Goal
Reproduce the lines word for word, beginning with the first line and ending with the line that contains "[7,0,280,94]", including that line. Leave out the pictures.

Data excerpts
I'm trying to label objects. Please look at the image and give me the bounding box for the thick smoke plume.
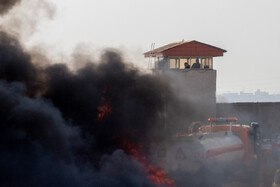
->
[0,0,21,15]
[0,32,184,186]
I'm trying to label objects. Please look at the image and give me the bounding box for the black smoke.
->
[0,0,21,15]
[0,32,182,186]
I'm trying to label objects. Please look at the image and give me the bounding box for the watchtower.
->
[144,40,226,120]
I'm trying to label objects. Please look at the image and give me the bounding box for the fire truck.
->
[155,117,261,186]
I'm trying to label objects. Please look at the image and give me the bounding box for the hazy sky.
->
[7,0,280,94]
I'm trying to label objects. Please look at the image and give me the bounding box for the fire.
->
[123,141,176,187]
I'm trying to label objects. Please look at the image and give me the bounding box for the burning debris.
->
[0,31,182,186]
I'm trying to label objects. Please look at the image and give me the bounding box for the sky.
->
[3,0,280,94]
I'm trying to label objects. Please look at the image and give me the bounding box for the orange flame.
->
[123,141,176,187]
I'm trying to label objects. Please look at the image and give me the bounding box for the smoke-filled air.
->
[0,26,192,186]
[0,0,21,15]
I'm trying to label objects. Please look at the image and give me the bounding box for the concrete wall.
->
[163,69,216,121]
[217,102,280,137]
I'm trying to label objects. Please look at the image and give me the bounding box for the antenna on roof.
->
[148,43,156,69]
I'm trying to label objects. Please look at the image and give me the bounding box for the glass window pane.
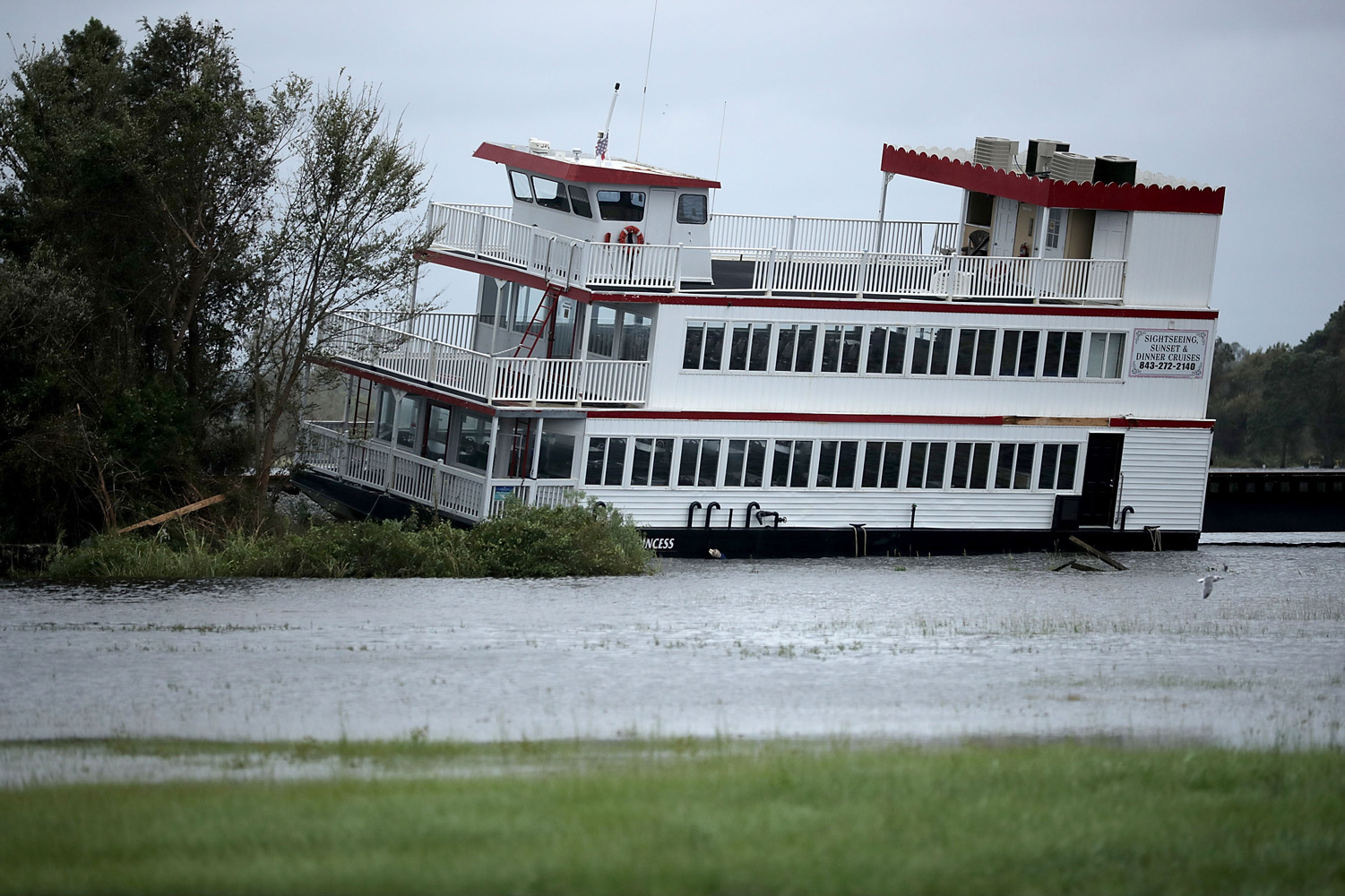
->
[1013,444,1037,488]
[701,324,724,370]
[743,438,765,488]
[508,171,532,202]
[677,193,711,223]
[999,330,1022,376]
[1018,330,1041,376]
[532,175,570,214]
[771,438,794,488]
[695,438,720,486]
[789,440,813,488]
[1037,445,1060,488]
[975,330,999,376]
[677,438,701,486]
[682,323,705,370]
[1060,330,1084,376]
[570,185,593,218]
[971,441,990,488]
[878,441,901,488]
[597,190,644,220]
[748,324,771,370]
[1056,445,1079,488]
[835,441,859,488]
[1088,332,1107,376]
[729,324,752,370]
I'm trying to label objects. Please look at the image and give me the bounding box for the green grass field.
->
[0,741,1345,893]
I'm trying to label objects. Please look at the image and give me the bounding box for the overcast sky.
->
[10,0,1345,347]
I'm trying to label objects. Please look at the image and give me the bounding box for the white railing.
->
[324,314,650,405]
[296,422,578,522]
[711,214,958,254]
[430,204,1125,301]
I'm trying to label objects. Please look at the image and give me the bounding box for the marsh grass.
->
[45,504,652,580]
[0,738,1345,893]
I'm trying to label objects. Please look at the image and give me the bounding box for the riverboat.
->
[293,137,1224,557]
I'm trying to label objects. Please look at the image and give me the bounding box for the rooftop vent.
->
[1093,156,1135,185]
[1028,137,1069,177]
[1050,152,1093,183]
[972,137,1018,168]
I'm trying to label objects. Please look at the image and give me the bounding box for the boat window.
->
[948,441,991,488]
[996,444,1037,488]
[724,438,765,488]
[597,190,644,220]
[425,405,449,463]
[1088,332,1125,379]
[677,438,720,487]
[771,438,813,488]
[1041,330,1084,376]
[508,171,532,202]
[907,441,948,488]
[1037,445,1079,491]
[861,441,901,488]
[818,441,859,488]
[456,411,491,470]
[822,325,864,373]
[583,435,625,486]
[867,327,907,374]
[999,330,1041,376]
[537,429,574,479]
[631,438,674,486]
[570,183,593,218]
[956,330,999,376]
[532,175,570,214]
[910,327,953,376]
[775,324,818,373]
[682,320,727,370]
[677,193,711,223]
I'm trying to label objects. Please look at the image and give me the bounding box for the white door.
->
[990,196,1018,255]
[640,187,677,246]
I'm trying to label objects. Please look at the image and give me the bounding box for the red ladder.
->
[513,282,564,358]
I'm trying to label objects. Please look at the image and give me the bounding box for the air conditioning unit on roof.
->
[1050,152,1093,183]
[972,137,1018,169]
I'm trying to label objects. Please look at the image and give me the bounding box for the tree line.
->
[1208,304,1345,467]
[0,16,427,542]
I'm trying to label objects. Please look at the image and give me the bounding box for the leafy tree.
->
[249,80,425,503]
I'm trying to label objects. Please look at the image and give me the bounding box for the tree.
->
[249,80,425,494]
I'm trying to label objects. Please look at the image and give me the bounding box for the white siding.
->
[1117,429,1213,531]
[1125,211,1219,308]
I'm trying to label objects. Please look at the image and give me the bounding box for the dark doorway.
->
[1079,432,1125,529]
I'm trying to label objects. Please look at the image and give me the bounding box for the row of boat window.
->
[682,320,1125,379]
[583,435,1080,491]
[508,169,711,223]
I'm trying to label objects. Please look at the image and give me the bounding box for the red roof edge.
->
[472,142,720,190]
[883,144,1224,215]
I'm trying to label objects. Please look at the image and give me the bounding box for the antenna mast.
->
[593,81,621,159]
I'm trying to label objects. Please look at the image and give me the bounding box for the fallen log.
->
[117,495,225,534]
[1069,536,1125,569]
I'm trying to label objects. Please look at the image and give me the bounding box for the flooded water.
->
[0,544,1345,748]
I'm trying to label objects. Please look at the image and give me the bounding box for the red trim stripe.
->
[883,144,1224,215]
[472,142,720,190]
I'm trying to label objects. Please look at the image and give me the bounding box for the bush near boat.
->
[45,495,652,579]
[0,738,1345,894]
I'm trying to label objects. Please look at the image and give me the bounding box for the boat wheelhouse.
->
[295,137,1224,557]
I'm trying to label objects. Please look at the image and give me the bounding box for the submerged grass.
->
[0,740,1345,893]
[45,495,652,579]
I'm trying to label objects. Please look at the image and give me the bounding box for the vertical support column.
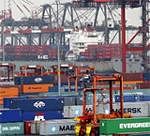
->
[121,4,126,73]
[93,88,97,124]
[119,76,124,118]
[82,89,86,115]
[75,68,78,92]
[109,81,113,113]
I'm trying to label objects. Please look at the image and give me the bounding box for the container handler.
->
[75,74,131,136]
[20,65,45,76]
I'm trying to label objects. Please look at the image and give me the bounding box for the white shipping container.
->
[39,119,76,136]
[31,121,42,135]
[114,102,149,117]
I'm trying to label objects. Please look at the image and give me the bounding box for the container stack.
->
[14,75,54,94]
[4,97,64,121]
[0,109,24,135]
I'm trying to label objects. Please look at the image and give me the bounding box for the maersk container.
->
[14,75,55,85]
[0,109,22,123]
[99,117,150,135]
[22,111,64,121]
[39,119,76,136]
[64,105,82,118]
[114,102,149,117]
[114,94,141,102]
[0,122,24,136]
[4,97,64,112]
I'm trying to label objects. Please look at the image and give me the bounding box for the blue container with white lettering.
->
[140,95,150,101]
[22,111,64,121]
[0,109,22,123]
[4,97,64,112]
[114,95,140,102]
[14,75,55,85]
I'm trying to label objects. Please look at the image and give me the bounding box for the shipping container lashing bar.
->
[0,63,16,81]
[75,74,131,136]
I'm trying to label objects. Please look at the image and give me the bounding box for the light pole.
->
[56,0,61,96]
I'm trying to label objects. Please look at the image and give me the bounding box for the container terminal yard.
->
[0,0,150,136]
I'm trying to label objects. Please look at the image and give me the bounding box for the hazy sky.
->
[0,0,141,26]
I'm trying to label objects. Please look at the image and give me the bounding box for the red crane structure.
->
[74,0,149,73]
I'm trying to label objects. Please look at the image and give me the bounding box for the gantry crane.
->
[75,74,131,136]
[68,66,95,92]
[74,0,148,73]
[0,63,16,81]
[20,65,45,76]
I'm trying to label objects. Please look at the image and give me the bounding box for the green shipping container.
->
[0,122,24,136]
[100,117,150,135]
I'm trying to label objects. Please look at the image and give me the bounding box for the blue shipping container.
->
[0,109,22,123]
[4,97,64,112]
[22,111,64,121]
[140,95,150,101]
[14,75,55,85]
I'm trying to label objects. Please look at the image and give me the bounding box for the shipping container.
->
[14,75,54,85]
[99,117,150,135]
[0,122,24,136]
[24,121,32,135]
[0,109,22,123]
[144,72,150,81]
[0,86,19,97]
[4,97,64,112]
[22,84,53,93]
[31,121,41,135]
[114,102,150,117]
[0,86,19,105]
[22,111,64,121]
[114,94,142,102]
[39,119,76,136]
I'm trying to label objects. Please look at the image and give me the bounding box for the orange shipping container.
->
[22,84,53,93]
[0,86,19,97]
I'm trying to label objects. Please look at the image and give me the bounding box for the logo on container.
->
[34,77,43,83]
[33,101,45,108]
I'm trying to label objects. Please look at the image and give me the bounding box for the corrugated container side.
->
[22,111,64,121]
[114,102,150,117]
[22,84,53,93]
[14,75,54,85]
[40,119,76,136]
[0,122,24,136]
[31,121,41,135]
[0,109,22,123]
[99,117,150,135]
[114,95,140,102]
[4,97,64,112]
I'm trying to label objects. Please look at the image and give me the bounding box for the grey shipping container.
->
[39,119,76,135]
[0,122,24,136]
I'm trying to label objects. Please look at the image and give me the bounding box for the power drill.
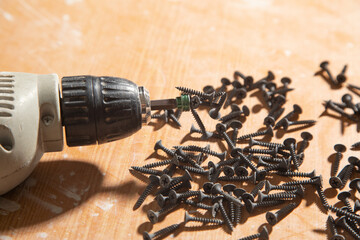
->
[0,72,190,195]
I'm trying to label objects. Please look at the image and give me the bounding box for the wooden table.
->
[0,0,360,240]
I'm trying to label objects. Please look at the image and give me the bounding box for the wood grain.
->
[0,0,360,240]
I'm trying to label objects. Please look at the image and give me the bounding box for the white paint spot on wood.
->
[36,232,48,239]
[59,187,81,202]
[95,201,114,211]
[0,235,12,240]
[284,50,292,57]
[0,197,21,215]
[3,12,14,22]
[25,193,63,214]
[65,0,82,5]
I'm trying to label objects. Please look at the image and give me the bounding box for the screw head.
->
[216,123,226,133]
[329,176,342,188]
[223,184,236,193]
[229,120,242,129]
[266,71,275,81]
[280,77,291,85]
[242,105,250,117]
[330,234,346,240]
[223,166,235,177]
[266,212,278,226]
[337,191,351,201]
[203,182,214,194]
[320,61,329,70]
[349,178,360,190]
[284,138,296,148]
[293,104,302,114]
[220,78,231,86]
[300,132,313,141]
[235,166,249,177]
[147,210,159,224]
[341,94,352,103]
[203,85,215,94]
[259,226,269,240]
[190,96,201,109]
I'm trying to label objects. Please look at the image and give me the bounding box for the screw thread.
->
[219,111,242,123]
[221,132,235,149]
[238,233,260,240]
[175,87,211,98]
[131,166,162,176]
[341,164,354,188]
[169,113,181,127]
[264,192,297,201]
[351,142,360,148]
[178,165,209,175]
[235,203,242,223]
[341,218,360,239]
[289,120,316,126]
[237,130,267,141]
[276,203,297,221]
[134,183,155,209]
[189,217,224,225]
[255,200,284,207]
[142,159,172,168]
[282,179,314,186]
[184,199,212,210]
[190,107,206,134]
[328,205,360,221]
[153,223,181,237]
[250,181,265,197]
[219,201,234,231]
[276,171,314,178]
[327,215,338,235]
[244,148,274,155]
[218,176,252,182]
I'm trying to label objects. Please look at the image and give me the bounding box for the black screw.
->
[154,140,175,157]
[133,175,160,210]
[184,211,224,225]
[297,132,313,154]
[213,196,234,232]
[209,93,227,119]
[229,120,242,145]
[223,184,236,222]
[237,127,274,141]
[335,216,360,239]
[219,104,250,123]
[143,223,181,240]
[337,191,353,212]
[147,203,180,224]
[211,183,243,206]
[336,65,347,84]
[274,104,302,129]
[349,178,360,193]
[190,96,212,140]
[284,138,300,170]
[282,118,316,131]
[238,226,269,240]
[320,61,338,85]
[341,94,359,113]
[331,144,346,176]
[327,215,345,240]
[266,203,297,226]
[265,180,297,193]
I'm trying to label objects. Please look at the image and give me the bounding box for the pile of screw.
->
[128,68,352,239]
[318,144,360,239]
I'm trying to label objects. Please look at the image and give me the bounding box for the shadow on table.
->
[0,160,142,233]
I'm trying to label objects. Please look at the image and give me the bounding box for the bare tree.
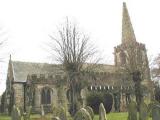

Exercise response
I'm trying to label objects. Please look at the image and give me the bounding box for the thick smoke plume.
->
[0,0,21,15]
[0,32,184,186]
I'm trying to label objects. Please look at the image and give me the bounding box for the black smoke.
->
[0,0,21,15]
[0,32,182,186]
I'm trying to label objects. Please look at the image and give me the bounding box for the watchtower.
->
[144,40,226,120]
I'm trying to label objects. Please look at the image and give me the bounding box for the fire truck.
->
[155,117,261,186]
I'm trying to label objects. Please look at the image and give me the bounding box for the hazy sky.
->
[7,0,280,94]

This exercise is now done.